Output the data below in full, character for character.

---------- DATASET ROWS

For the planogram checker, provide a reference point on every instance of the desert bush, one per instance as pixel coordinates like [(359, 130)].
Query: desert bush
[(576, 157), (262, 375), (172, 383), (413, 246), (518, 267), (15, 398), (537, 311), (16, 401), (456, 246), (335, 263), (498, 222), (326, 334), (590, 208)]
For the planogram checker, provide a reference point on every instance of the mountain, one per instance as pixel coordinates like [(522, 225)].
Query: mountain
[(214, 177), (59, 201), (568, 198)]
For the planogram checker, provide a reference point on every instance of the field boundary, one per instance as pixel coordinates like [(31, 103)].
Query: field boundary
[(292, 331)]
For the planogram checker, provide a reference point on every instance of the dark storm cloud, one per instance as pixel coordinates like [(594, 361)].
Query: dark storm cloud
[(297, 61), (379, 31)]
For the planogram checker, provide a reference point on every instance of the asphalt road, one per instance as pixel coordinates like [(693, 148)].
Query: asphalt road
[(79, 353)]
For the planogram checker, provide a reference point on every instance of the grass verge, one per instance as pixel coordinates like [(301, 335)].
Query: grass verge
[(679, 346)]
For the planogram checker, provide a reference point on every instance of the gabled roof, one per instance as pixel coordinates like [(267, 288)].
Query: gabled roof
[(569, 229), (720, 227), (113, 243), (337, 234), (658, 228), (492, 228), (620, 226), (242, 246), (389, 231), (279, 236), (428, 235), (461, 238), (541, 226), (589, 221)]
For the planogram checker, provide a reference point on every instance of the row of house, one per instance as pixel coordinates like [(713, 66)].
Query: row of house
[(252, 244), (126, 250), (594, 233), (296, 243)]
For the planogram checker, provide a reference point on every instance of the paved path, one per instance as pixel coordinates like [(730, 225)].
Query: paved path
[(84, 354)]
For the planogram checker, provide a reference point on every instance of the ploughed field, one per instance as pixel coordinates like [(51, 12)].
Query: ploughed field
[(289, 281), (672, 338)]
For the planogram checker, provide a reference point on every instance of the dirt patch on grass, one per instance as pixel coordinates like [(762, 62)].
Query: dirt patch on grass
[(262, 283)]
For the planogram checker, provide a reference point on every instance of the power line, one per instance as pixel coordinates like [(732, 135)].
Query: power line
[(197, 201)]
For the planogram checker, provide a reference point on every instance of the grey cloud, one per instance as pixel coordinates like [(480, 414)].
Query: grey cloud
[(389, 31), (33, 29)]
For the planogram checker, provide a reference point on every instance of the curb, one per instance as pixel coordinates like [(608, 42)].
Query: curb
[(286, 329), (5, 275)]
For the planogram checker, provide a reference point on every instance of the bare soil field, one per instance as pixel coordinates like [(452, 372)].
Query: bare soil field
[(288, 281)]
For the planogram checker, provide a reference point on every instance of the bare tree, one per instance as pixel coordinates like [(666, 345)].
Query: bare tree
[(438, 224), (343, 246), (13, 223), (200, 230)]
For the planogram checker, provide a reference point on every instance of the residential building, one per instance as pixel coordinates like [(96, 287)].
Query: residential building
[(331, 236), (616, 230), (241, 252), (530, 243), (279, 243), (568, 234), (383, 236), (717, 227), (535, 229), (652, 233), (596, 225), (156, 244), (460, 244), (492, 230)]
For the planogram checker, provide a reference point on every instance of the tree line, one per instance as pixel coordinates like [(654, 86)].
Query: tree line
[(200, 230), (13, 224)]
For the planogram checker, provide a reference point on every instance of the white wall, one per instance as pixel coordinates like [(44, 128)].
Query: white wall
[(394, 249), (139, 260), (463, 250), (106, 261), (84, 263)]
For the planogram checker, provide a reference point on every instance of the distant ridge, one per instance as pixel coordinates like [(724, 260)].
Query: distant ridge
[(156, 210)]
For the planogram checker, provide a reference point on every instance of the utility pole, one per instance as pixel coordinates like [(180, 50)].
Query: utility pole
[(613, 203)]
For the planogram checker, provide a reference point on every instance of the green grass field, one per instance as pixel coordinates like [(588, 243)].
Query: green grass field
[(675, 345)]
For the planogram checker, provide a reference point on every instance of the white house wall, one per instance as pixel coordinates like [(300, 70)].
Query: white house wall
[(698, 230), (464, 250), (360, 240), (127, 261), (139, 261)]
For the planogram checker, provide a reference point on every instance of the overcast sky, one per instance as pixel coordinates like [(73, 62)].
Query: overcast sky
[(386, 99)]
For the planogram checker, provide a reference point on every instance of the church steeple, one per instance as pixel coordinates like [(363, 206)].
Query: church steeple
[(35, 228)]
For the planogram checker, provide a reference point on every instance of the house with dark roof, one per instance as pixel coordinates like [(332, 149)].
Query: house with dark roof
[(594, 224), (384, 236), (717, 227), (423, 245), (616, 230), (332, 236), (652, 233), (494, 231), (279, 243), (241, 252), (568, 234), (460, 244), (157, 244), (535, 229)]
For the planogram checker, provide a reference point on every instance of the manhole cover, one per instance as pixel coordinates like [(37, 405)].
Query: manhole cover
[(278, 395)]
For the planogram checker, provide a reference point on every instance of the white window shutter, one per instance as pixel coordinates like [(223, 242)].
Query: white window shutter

--------------------

**ANSWER TO THIS TASK:**
For the planogram checker, provide a reference point on every instance of the desert bush, one per instance as pixel coordinates like [(359, 130)].
Query: desert bush
[(576, 157), (262, 375), (172, 383), (413, 246), (518, 267), (15, 398), (537, 311), (16, 401), (456, 246), (335, 263), (498, 222), (326, 334), (590, 208)]
For the planogram checker, provide a reference point on every instance of the mountain, one per instance as pixel coordinates like [(522, 225)].
Query: mountain
[(214, 177), (59, 201), (568, 198)]
For the planogram checker, provide a reference point on every instance of the field boundary, one per instance as pixel coordinates like [(31, 103)].
Query: field boundary
[(292, 331)]
For the planogram checker, provide a reference point on every instance of the dark storm cloud, one per instance as pixel coordinates like [(594, 361)].
Query: dark storm cloud
[(297, 61), (379, 31)]
For the planogram checker, provide a reference point on every instance of the asphalt road, one per instance as pixel coordinates like [(693, 148)].
Query: asphalt road
[(79, 353)]
For the planogram checker, provide a reference point on every instance of the grass verge, one per instance as pixel coordinates like [(301, 335)].
Query: grass verge
[(679, 346)]
For the planogram checker, provide a reference point on every instance of the gabled roof, one per instance as pixel coordinates like [(267, 288)].
Query: gabled roof
[(569, 229), (720, 227), (113, 243), (337, 234), (658, 228), (492, 228), (620, 226), (242, 246), (389, 231), (279, 236), (428, 235), (461, 238), (541, 226), (589, 221)]
For the planogram checker, provide a reference point on every instance of the row of house, one per instance as pixel coordinates like [(713, 66)].
Query: row of house
[(252, 244), (126, 250), (594, 233), (296, 243)]
For the planogram checker, provide a reference point on every instance of the paved path, one per instance as pixel coordinates like [(730, 225)].
Query: paved path
[(84, 354)]
For the planogram checker, provide a reference point on every instance of the ploughed field, one per instance as pixel coordinates like [(51, 12)].
Query: ploughed field
[(289, 281), (672, 338)]
For the planogram checker, provide a reference point on every instance of the dirt patch on grass, one per instance as pixel coordinates like [(762, 62)].
Query: dirt patch on grass
[(262, 283)]
For the planogram checker, provide a reference point on every instance of the power line, one per instance as pixel coordinates like [(732, 135)].
Query: power line
[(197, 201)]
For the planogram checker, provide a reference point on every instance of the grey cloud, one per instance as pixel coordinates like [(480, 414)].
Query: grey cloud
[(389, 31), (33, 29)]
For the planogram checker, provide a reference point on every instance of the curb, one per instance as pixel coordinates like [(608, 42)].
Query: curb
[(286, 329), (5, 275)]
For the planogram checker, provide a reference point on every instance of the bare soil field, one per instance as pixel coordinates like [(452, 372)].
Query: bare soil field
[(288, 281)]
For the planogram checker, provide a reference point on every instance of the bare tree, one per instance as pixel coordinates like [(666, 345)].
Query: bare tree
[(438, 224), (343, 246), (13, 223), (200, 230)]
For the planogram checker, provide a reference point on every instance of the residential building, one per instance as pixel coordinates like [(96, 287)].
Query: residential building
[(331, 236), (616, 230), (241, 252), (530, 243), (279, 243), (568, 234), (383, 236), (717, 227), (535, 229), (652, 233), (596, 225), (156, 244), (460, 244), (492, 230)]
For the planogram checker, provide a reference point on every instance of the tree line, one per instance as pixel coordinates like [(654, 86)].
Query: tree line
[(200, 230), (13, 224)]
For the planogram checker, provide a reference point on every instance of the white wall, one per instance as pixel coordinates like [(44, 128)].
Query: white wall
[(394, 249), (139, 260), (463, 250), (106, 261), (84, 263)]
For the planogram checker, provide a reference point on every instance of the distant ridge, one per instance as pixel coordinates like [(724, 260)].
Query: distant ridge
[(156, 210)]
For the planogram checker, provide a reference point on every instance of the utility pole, one per instance as pixel coordinates like [(180, 50)].
Query: utility pole
[(613, 203)]
For the planogram checker, provide a reference point on every instance of the green grass field, one per instance as pixel coordinates like [(588, 243)].
Query: green grass field
[(675, 345)]
For the planogram checker, provide a reference point on every instance of the white house wall, one per instance as pixel coordinates like [(300, 70)].
Query: white house wall
[(698, 230), (464, 250), (360, 240), (127, 261), (139, 261)]
For the planogram checker, provide a reference point on every instance of the overcast sky, one per instance as pixel coordinates like [(73, 62)].
Query: overcast sky
[(386, 99)]
For the planogram checker, provide a reference point on every instance of the church steeple, one per instance as pixel coordinates like [(363, 206)].
Query: church steeple
[(35, 228)]
For the planogram checker, provide a reference point on every instance of the house with dark roof, one per instance as pixel coordinates like [(332, 149)].
Query: house with dark roof
[(594, 224), (384, 236), (717, 227), (423, 245), (616, 230), (332, 236), (652, 233), (494, 231), (279, 243), (241, 252), (568, 234), (460, 244), (157, 244), (535, 229)]
For the planogram checker, provide a reference point on every instance of the manhole cover, one per instance as pixel coordinates like [(37, 405)].
Query: manhole cover
[(278, 395)]
For the planogram checker, provide a reference point on every instance of the white window shutter, one per instance as pixel coordinates like [(223, 242)].
Query: white window shutter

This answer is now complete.